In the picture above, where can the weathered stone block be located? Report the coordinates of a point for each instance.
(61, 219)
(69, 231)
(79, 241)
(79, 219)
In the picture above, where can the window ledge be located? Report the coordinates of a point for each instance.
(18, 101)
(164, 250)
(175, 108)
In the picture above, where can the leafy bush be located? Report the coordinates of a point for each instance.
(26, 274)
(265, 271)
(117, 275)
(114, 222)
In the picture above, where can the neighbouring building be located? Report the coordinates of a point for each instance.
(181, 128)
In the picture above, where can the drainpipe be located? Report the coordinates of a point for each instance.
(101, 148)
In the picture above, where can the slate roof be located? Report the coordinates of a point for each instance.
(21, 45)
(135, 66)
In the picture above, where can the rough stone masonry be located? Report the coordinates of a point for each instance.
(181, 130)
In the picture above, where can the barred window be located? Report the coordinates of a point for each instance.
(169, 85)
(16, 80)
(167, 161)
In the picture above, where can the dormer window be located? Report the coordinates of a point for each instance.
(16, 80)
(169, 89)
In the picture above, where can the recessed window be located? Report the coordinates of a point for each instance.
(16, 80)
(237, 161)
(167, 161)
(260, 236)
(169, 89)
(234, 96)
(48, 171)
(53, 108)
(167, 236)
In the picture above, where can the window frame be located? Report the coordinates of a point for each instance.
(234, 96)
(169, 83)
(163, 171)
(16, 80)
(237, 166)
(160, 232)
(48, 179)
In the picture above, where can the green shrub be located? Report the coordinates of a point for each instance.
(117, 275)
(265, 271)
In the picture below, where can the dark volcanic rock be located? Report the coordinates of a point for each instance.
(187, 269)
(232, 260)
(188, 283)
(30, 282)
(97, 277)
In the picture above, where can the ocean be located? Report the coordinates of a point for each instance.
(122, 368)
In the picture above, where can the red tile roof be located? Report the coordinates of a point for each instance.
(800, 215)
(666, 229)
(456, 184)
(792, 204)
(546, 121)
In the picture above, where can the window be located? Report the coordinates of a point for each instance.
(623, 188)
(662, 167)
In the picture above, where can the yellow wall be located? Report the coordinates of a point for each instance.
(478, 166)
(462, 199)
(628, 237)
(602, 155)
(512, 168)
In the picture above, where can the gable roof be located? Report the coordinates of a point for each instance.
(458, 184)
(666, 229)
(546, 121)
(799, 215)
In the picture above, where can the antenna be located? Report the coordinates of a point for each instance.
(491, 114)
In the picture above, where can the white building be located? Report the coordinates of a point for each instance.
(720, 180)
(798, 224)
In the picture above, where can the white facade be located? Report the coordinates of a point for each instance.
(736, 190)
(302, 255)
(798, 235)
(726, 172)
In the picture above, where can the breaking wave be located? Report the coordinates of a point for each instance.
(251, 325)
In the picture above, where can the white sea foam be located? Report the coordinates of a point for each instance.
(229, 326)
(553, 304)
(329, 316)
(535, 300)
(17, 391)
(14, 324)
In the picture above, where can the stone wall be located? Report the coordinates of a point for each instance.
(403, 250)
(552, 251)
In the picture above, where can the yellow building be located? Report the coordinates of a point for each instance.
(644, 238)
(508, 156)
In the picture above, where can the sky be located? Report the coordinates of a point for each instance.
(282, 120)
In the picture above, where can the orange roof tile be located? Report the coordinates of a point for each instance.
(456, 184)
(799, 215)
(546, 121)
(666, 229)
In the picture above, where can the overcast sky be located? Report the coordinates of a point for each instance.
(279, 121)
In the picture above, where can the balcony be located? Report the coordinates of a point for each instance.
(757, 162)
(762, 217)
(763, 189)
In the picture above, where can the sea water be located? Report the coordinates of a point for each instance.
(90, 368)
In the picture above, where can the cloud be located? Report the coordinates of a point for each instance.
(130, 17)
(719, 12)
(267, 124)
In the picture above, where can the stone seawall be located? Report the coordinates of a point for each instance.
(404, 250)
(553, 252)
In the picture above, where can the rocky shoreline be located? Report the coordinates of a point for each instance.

+-------+

Word for word, quote all of the data above.

In the picture above, where can the weathered stone block be located? Report the coordinates of a point for each instance.
(61, 219)
(69, 231)
(79, 241)
(79, 219)
In the picture above, where can the window ledge be located? Report the coordinates of a point for each instance.
(18, 101)
(164, 250)
(175, 108)
In the picture above, where can the leafy bush be located? Report the coordinates of a point for each instance.
(26, 274)
(265, 271)
(117, 275)
(114, 222)
In the picture above, where can the neighbouring building be located? Report the coordinates of a point for each instance.
(181, 128)
In the picture above, where can the drainpipe be located? Report the coordinates of a point for each instance.
(101, 148)
In the picture above, where can the slate roof be located? Report the coordinates of a point for each instance.
(21, 45)
(135, 66)
In the picture above, where can the rough stone masonry be located? Report the coordinates of a point for each instance.
(181, 130)
In the picture above, where can the barred window be located? Report the coordinates of a point for each instance.
(169, 85)
(16, 80)
(167, 161)
In the picture above, where can the dormer window be located? Report the coordinates of a point for each instance.
(16, 80)
(169, 89)
In the picture above, where can the recessed window be located? Report the coordinates of a point for each instance.
(16, 80)
(237, 161)
(167, 161)
(260, 236)
(169, 89)
(234, 96)
(48, 171)
(53, 108)
(167, 236)
In the picture above, where can the window frame be located? Report the coordinates of a point for each instance.
(234, 96)
(169, 83)
(163, 171)
(16, 80)
(237, 166)
(160, 232)
(48, 179)
In the picture above, where can the green shrub be located? Report the coordinates of a point for each instance.
(117, 275)
(265, 271)
In the picture below, where can the dark volcanic rock be located? Report the coordinates of a point for each instance.
(187, 269)
(232, 260)
(188, 283)
(30, 282)
(97, 277)
In the picture above, where can the ocean be located? Report the coordinates of a point for each instance.
(122, 368)
In the picture above, where can the red tile roof be located? Report the coordinates of a point for each instance.
(800, 215)
(666, 229)
(456, 184)
(792, 204)
(546, 121)
In the picture above, where can the window be located? Report the coordinates of a point for each instance.
(623, 188)
(662, 167)
In the picture above, where can the yellow wall be located? Report the coordinates of a point for each instance.
(478, 166)
(462, 199)
(628, 237)
(602, 155)
(512, 168)
In the picture above, where can the gable roof be located? Report the coordinates of a point for each instance.
(458, 184)
(666, 229)
(546, 121)
(799, 215)
In the picture above, where can the antenna be located? Report the coordinates of a point for each instance.
(491, 114)
In the picture above, where can the white building be located? Report the coordinates of a point for each instance.
(720, 180)
(798, 224)
In the picture above, where can the white facade be located? Report the coordinates of a point for each instance.
(736, 190)
(302, 255)
(798, 235)
(726, 172)
In the picture above, where can the breaking wave be located? Report the coordinates of a point for each instance.
(251, 325)
In the picture above, where can the white sea foam be located? Report the coordinates of a point for each instance.
(229, 326)
(553, 304)
(329, 316)
(535, 300)
(17, 391)
(14, 324)
In the picture above, where can the stone wall be located? Report the coordinates of a point for each instance.
(403, 250)
(552, 251)
In the picture above, where can the yellow building be located? Report the coordinates of a point for each instance.
(644, 238)
(508, 156)
In the picture above, where can the sky be located? Report the coordinates of a point for each instance.
(282, 120)
In the picture above, where can the orange roof tile be located? Report the coordinates of a point for each instance.
(456, 184)
(799, 215)
(546, 121)
(666, 229)
In the picture above, where can the overcast sky be located? Report the coordinates of a point for each instance.
(279, 121)
In the picture above, where can the balcony be located? Report the coordinates of a point for each instance.
(757, 162)
(762, 217)
(763, 189)
In the picture above, where can the sea water be located? Report the coordinates of a point for each instance.
(90, 368)
In the picture above, where can the cloud be located? Report the coordinates of a point for each instance.
(130, 17)
(719, 12)
(267, 124)
In the picture above, where can the stone seawall be located? Report the coordinates of a point for each instance.
(404, 250)
(553, 252)
In the picture above, where can the rocky shoreline be located? Report the coordinates of a point for each instance.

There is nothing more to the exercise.